EXERCISE GOAL:
Convert the data below into a JSON list of strings with one string per line. Begin at the line containing "the bird's beak", stop after the line containing "Target: bird's yellow wing", and omit blank lines.

MATERIAL:
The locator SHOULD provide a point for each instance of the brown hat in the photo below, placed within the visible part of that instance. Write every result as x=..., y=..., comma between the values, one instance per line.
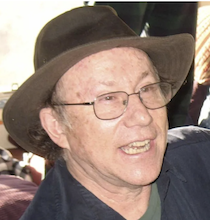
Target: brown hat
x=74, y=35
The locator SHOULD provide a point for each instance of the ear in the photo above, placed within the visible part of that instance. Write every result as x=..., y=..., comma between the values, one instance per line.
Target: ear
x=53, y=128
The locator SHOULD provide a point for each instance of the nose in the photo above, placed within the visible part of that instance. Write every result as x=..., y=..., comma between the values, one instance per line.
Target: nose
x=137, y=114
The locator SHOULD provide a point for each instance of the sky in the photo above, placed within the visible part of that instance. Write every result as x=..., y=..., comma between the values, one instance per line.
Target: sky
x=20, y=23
...
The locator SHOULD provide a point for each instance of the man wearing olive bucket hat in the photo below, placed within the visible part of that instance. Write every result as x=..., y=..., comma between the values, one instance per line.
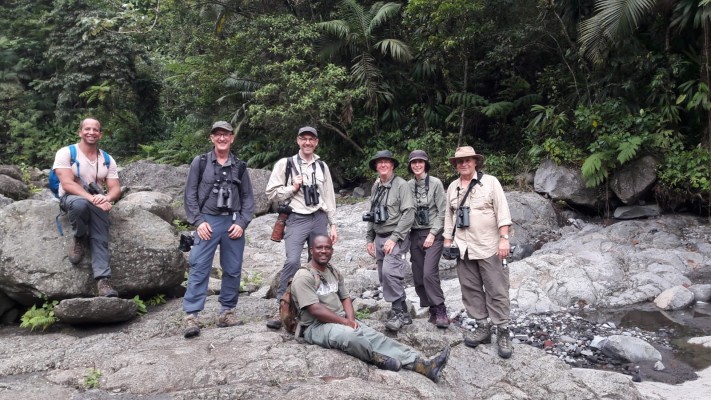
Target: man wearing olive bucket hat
...
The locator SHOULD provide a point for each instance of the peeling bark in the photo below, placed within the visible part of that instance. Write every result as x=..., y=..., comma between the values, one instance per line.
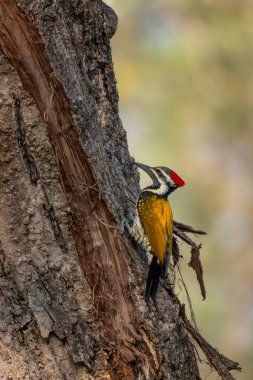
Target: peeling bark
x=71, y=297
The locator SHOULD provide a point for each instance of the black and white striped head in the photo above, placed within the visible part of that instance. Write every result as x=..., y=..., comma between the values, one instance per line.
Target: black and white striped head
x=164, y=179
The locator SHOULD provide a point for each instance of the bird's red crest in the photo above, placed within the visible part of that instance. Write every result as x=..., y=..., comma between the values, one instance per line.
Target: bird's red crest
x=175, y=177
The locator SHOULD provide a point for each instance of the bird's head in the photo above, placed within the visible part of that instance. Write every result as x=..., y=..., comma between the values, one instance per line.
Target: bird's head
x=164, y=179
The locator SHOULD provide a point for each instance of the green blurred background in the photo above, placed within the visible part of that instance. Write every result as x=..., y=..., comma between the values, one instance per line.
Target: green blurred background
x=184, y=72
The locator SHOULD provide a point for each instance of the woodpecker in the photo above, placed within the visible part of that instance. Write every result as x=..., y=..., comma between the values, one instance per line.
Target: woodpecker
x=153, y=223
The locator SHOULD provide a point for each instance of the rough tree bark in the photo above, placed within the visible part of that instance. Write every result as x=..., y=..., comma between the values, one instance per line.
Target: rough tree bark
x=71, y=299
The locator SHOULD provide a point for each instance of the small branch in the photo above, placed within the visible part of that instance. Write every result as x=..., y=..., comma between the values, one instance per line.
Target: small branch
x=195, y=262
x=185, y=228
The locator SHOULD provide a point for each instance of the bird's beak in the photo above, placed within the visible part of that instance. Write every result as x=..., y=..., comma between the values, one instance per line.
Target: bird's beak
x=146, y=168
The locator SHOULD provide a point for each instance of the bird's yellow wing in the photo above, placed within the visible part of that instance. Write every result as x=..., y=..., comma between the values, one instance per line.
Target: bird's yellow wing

CORRECT ANSWER:
[
  "The locator SHOULD provide a point for each instance of the bird's beak in the photo above, placed within the visible part of that instance. Write every result as x=..., y=..., comma between the values, one instance per line.",
  "Target: bird's beak",
  "x=146, y=168",
  "The locator SHOULD provide a point for each instance of the bird's yellow wing in the photo above, placed within the visible part of that instance. Write every result as x=..., y=..., comma between the values, one instance per line.",
  "Target: bird's yellow wing"
]